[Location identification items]
..............................

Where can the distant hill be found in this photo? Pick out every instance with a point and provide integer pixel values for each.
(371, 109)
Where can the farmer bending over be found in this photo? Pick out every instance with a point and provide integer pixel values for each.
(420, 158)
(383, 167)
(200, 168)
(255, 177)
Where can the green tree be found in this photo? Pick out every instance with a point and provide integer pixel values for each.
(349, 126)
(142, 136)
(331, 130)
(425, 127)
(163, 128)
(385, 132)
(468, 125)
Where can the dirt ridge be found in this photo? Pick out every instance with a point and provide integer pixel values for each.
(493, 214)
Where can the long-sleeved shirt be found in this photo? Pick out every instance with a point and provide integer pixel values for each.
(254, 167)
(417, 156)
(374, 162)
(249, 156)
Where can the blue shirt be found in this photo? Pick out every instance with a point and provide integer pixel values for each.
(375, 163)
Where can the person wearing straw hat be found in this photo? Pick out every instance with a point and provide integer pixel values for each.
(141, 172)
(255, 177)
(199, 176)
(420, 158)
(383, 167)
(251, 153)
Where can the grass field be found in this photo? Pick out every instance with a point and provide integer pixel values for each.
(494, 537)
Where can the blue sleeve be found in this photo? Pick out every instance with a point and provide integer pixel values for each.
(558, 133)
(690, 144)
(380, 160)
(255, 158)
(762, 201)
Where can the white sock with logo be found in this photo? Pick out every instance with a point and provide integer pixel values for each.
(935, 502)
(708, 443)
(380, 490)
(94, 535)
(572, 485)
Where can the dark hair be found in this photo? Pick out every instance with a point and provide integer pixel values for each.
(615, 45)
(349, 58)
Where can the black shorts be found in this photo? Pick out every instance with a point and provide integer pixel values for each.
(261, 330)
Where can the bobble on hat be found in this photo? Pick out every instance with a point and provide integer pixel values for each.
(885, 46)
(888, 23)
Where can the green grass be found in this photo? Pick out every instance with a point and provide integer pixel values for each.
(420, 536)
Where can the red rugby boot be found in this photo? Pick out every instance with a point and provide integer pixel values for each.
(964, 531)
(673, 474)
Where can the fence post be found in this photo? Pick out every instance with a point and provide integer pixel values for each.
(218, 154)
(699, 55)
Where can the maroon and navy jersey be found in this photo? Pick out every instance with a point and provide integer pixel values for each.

..............................

Rewrite all of the lines above, substituting "whole-number pixel coordinates" for "integer pixel values" and changing nothing else.

Exercise result:
Where can the distant hill be found in this photo? Pick out every instance with a point and provide whole-number pixel coordinates for each.
(371, 109)
Where can the farmer bending over be found in this photo? Pick out every instance with a point and provide whole-number pixel coordinates for each.
(420, 158)
(383, 167)
(200, 168)
(255, 177)
Where can the green tree be found in this photo? Pick out every instance with a point and provide whole-number pixel coordinates for each.
(349, 126)
(142, 136)
(331, 130)
(425, 127)
(163, 128)
(385, 132)
(468, 125)
Where can the dirt ridge be found in this photo? Pick out every instance with a point and provide whole-number pixel coordinates for each.
(493, 214)
Where can the long-sleeved shirt be found in this photo? Pick out every instance with a point and provide whole-number pixel coordinates for each.
(254, 167)
(417, 156)
(374, 162)
(249, 156)
Where can the blue shirt be found in this photo? Pick out every instance with a point and provide whole-number pixel coordinates for each.
(375, 163)
Where can the person wearing straw hat be found in this photo? Pick out every instance with a point and provide whole-number pixel coordinates for each.
(141, 172)
(255, 177)
(199, 176)
(420, 158)
(383, 167)
(251, 153)
Where can the grass field be found in this photo? Pick out every instance with a point and provide whole-number pixel coordinates for each.
(494, 537)
Where can the blue sleeve be found in this photo? Pick out every instance with a point and provide whole-number pixel coordinates for each.
(558, 133)
(690, 144)
(380, 160)
(255, 158)
(762, 201)
Where can the white sock with logo be found in this photo? Pick out every instance with a point and provide whole-number pixel coordinates for each.
(935, 502)
(708, 443)
(380, 490)
(94, 535)
(572, 485)
Where can the dark hair be found in this photo? Pick out every instance with a point and provide whole-number pixel coordinates for each.
(615, 45)
(349, 58)
Where can the black shorts be found in this photo? Pick out every instance with a point and provide whole-number pixel coordinates for each.
(261, 330)
Where can the bobble on hat be found in this photo? Pick out every instance with a point and provide whole-number pixel coordinates for each.
(885, 46)
(888, 23)
Where can the green grass be found in this photo? Pick out every instance with a point and provide whole-number pixel coordinates for each.
(420, 536)
Where can the red rugby boot be found in this photo? Pick out every instance with a point and provide whole-number pixel coordinates for each.
(964, 531)
(673, 474)
Where can the fence post be found in this photo? Pick out every instance with a point and provide whole-number pixel coordinates for each.
(218, 154)
(699, 55)
Where can the maroon and navy jersey be found in this photo? Pick out every instance with a point and provide whole-number pixel coordinates for each.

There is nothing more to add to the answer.